» **Requirement**: List every line in the records below that contains the word "object", copying each such line in full.

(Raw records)
↓
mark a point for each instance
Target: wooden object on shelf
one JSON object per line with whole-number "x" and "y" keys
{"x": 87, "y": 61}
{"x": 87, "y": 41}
↑
» **Problem solution**:
Target: wooden object on shelf
one JSON object per line with whole-number "x" and "y" keys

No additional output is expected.